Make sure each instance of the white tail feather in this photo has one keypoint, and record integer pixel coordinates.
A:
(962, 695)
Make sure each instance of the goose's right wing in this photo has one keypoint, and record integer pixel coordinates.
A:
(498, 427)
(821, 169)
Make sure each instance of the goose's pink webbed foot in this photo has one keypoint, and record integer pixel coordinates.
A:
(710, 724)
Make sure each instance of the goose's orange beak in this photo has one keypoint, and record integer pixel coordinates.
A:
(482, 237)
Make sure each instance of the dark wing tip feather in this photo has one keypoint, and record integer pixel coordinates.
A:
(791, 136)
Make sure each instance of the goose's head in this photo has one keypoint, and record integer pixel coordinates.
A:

------

_Directions_: Go through the data and copy every line that includes "wing".

_Exercise response_:
Make sure each instance of the goose's right wing in this photo has one keypoint, and record integer pixel coordinates.
Make sure each instance of the dark wing tip feather in this photo has one keypoint, and record integer pixel coordinates.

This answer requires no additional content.